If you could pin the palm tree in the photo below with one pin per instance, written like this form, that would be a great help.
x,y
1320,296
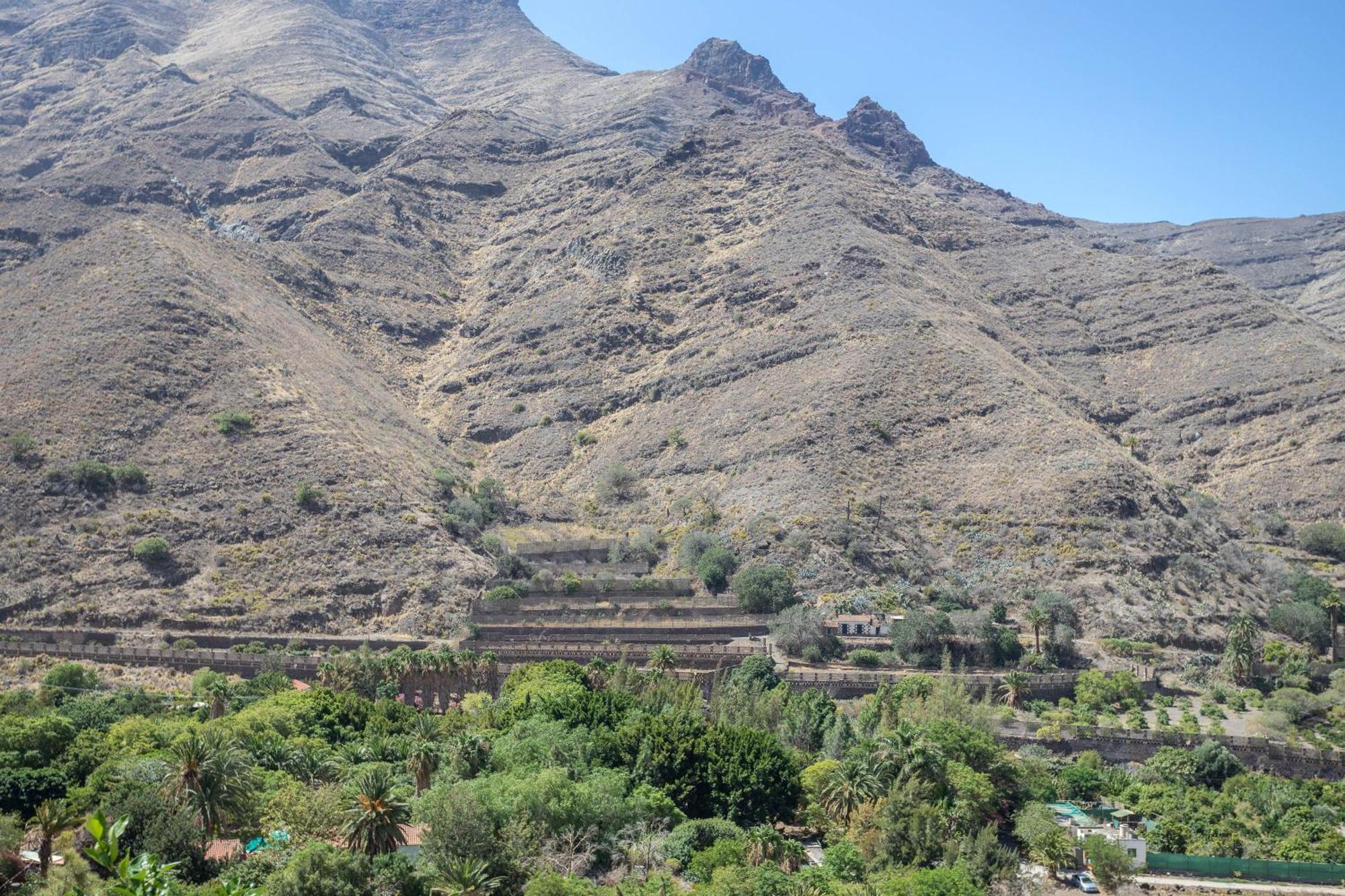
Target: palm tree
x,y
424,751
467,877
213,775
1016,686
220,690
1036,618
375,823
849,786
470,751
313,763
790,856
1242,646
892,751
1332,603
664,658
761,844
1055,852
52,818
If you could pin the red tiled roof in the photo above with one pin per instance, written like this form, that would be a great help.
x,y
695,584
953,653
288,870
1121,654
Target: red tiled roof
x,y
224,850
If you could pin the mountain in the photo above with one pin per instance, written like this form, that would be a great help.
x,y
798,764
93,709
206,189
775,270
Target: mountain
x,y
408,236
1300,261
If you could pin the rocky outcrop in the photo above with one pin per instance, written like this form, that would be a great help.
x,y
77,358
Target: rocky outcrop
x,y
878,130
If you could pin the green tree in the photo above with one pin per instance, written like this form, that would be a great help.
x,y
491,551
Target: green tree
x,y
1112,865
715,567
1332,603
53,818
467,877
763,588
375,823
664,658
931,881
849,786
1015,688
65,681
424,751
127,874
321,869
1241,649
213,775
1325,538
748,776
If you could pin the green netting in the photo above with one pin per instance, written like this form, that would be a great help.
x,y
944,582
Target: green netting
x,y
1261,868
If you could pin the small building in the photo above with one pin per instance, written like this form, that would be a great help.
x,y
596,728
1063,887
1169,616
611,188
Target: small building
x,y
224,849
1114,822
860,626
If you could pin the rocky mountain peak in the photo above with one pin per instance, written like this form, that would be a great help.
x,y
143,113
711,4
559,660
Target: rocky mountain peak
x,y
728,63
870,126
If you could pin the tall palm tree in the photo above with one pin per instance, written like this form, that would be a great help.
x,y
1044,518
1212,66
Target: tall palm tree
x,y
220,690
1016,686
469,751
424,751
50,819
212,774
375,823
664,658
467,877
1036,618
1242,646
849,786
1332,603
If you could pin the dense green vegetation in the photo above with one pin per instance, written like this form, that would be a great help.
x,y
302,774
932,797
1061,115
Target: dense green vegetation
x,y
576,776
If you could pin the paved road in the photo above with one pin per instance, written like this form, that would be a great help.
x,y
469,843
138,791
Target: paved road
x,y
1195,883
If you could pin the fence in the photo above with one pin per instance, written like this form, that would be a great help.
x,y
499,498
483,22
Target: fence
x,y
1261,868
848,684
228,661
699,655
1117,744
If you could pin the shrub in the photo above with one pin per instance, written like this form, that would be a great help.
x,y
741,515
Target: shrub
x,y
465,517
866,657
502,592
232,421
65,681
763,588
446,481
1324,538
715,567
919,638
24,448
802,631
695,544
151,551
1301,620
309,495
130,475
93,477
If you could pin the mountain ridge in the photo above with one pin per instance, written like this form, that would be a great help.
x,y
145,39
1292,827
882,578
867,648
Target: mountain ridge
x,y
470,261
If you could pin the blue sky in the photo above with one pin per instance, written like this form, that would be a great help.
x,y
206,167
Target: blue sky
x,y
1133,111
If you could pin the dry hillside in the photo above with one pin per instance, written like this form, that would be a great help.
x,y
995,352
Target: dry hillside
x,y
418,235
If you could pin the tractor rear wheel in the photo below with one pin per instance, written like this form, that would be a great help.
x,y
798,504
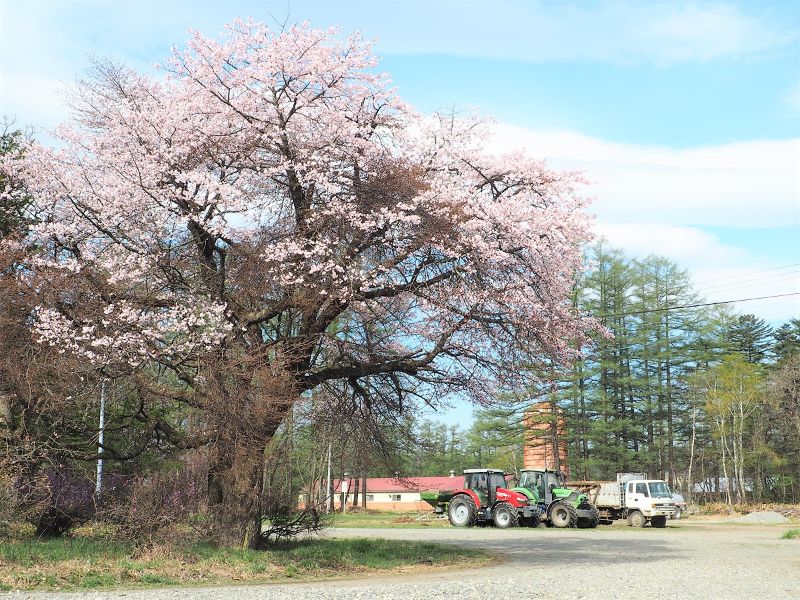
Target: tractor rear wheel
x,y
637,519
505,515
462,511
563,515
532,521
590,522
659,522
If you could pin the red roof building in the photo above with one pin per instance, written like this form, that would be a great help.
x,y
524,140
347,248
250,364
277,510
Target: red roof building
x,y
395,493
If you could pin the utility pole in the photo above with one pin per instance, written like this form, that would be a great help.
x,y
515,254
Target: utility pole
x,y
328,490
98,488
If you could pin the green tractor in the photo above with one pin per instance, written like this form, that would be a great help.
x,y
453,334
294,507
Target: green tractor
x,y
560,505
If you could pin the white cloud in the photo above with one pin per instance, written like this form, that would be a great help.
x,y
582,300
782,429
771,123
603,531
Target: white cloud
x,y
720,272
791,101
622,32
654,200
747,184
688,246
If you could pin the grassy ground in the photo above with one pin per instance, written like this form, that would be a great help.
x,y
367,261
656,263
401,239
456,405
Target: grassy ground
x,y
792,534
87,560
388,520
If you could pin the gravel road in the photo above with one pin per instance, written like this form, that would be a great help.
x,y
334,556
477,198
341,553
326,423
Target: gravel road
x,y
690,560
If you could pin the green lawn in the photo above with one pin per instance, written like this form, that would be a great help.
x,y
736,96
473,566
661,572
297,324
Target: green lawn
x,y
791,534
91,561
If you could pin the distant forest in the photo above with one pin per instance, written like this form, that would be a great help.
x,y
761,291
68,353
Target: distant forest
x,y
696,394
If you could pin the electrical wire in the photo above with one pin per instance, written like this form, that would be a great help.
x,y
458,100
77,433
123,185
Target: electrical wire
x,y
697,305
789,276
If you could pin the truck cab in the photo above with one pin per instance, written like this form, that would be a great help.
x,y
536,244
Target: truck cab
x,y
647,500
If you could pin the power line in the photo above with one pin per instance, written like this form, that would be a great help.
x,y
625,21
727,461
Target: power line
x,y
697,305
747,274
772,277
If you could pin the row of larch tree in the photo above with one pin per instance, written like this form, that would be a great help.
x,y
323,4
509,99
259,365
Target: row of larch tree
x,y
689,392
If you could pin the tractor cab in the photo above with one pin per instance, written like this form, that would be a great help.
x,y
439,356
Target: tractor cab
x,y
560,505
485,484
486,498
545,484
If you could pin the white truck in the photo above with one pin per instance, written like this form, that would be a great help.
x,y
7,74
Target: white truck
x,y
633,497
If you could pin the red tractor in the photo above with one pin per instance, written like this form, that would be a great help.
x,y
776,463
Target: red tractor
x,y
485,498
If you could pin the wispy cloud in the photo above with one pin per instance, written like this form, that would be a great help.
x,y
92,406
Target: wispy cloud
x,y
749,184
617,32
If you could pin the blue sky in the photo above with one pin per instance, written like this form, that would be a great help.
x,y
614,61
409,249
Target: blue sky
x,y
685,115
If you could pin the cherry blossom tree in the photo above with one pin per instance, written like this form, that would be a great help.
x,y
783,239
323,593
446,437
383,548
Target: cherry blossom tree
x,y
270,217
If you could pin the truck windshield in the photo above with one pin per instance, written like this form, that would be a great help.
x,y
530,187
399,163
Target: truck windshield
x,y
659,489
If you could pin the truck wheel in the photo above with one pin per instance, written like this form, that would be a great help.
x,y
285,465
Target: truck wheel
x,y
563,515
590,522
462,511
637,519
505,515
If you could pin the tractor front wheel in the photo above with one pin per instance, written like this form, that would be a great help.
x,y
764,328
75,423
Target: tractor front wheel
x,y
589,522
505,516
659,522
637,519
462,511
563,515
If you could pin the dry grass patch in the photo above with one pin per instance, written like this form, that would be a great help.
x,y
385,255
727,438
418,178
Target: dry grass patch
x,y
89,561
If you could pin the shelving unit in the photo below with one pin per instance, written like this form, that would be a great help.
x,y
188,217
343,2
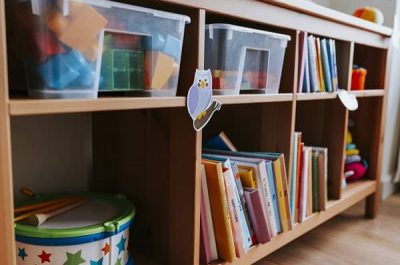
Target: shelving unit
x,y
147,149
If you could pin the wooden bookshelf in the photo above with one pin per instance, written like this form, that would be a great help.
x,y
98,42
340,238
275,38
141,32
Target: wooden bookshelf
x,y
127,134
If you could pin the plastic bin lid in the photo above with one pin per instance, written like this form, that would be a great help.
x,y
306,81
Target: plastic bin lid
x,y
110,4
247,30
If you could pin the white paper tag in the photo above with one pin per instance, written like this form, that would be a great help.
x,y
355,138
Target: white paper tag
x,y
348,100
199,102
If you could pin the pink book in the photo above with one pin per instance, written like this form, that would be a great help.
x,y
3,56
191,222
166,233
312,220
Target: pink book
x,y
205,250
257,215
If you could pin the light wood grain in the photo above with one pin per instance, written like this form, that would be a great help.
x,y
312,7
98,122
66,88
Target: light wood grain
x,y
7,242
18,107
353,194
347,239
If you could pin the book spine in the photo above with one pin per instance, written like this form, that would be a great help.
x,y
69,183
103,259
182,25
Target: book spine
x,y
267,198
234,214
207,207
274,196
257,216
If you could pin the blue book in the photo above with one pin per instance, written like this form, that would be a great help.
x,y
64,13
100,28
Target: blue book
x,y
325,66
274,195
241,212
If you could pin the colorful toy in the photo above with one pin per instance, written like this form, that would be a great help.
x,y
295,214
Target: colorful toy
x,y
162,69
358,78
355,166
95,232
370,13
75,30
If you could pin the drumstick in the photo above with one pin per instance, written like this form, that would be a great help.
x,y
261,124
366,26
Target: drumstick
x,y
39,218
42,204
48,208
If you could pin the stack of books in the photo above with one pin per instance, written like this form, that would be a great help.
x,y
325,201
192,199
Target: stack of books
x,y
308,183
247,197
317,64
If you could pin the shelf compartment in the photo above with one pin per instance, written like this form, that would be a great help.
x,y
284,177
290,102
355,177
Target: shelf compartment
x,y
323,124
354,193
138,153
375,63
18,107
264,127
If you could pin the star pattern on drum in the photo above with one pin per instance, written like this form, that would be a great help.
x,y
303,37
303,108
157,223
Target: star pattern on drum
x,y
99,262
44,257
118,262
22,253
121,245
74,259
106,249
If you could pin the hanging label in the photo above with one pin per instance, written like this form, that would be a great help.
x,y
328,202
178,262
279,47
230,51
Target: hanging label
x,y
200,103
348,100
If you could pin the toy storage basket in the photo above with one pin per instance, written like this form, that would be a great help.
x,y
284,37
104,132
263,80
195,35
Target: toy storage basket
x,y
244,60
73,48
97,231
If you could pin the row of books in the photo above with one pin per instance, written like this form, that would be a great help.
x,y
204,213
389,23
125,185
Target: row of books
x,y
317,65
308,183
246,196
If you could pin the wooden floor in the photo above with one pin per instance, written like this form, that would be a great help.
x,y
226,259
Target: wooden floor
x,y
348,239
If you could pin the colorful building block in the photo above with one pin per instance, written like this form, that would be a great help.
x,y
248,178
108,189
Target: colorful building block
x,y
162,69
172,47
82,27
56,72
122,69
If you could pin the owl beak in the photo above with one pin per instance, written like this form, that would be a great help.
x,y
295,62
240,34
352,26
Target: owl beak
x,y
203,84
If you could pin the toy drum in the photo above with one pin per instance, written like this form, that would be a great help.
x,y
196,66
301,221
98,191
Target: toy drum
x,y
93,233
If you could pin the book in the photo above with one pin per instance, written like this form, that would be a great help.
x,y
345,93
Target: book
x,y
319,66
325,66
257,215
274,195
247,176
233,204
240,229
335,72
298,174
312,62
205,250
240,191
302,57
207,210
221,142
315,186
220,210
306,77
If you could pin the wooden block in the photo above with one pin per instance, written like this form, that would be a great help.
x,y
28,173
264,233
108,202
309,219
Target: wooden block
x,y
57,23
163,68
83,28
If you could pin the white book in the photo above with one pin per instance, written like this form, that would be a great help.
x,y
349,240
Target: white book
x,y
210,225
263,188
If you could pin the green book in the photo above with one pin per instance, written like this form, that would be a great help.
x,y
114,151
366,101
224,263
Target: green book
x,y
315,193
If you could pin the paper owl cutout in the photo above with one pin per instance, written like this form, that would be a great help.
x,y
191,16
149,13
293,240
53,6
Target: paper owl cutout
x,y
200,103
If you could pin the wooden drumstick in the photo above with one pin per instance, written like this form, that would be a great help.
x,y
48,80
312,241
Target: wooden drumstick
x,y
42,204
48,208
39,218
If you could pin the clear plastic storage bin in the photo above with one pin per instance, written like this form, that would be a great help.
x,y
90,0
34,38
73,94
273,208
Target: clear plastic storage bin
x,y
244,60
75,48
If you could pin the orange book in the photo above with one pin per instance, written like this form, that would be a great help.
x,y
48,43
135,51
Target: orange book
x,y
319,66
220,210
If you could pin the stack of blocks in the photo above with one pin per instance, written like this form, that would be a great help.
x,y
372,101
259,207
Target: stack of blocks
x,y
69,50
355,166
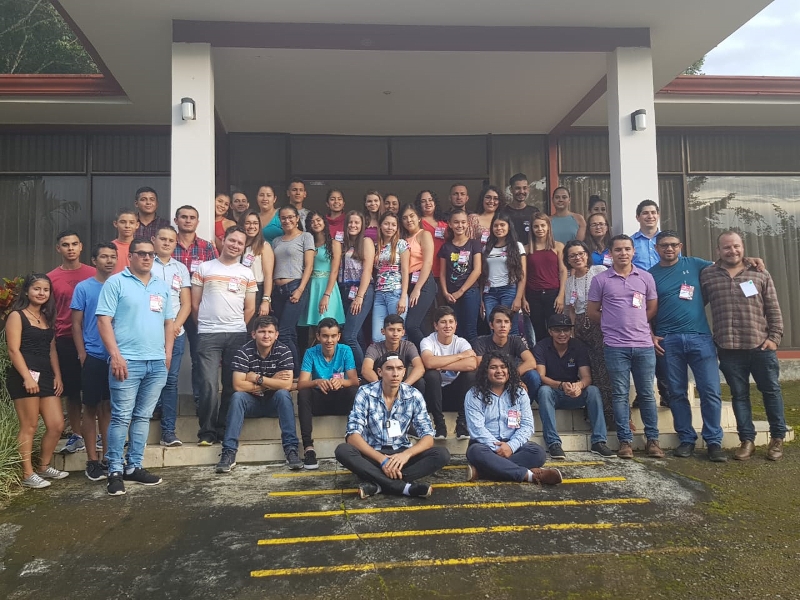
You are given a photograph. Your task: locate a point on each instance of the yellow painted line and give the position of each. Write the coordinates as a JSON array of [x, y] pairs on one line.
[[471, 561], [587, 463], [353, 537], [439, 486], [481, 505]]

WORK REQUIRED: Reproduce every line in the records above that contains the word "below".

TASK SOLUTION:
If you could pin the palm tree in the photo below with one pin per instance, written like this form, that would be a great help.
If you could pin the tractor rear wheel in the photo below with one pin per instance, written like this form, that would be a great help.
If you could pin the shelving unit in the photo below with one pin per instance, written like this form, that would be a great help.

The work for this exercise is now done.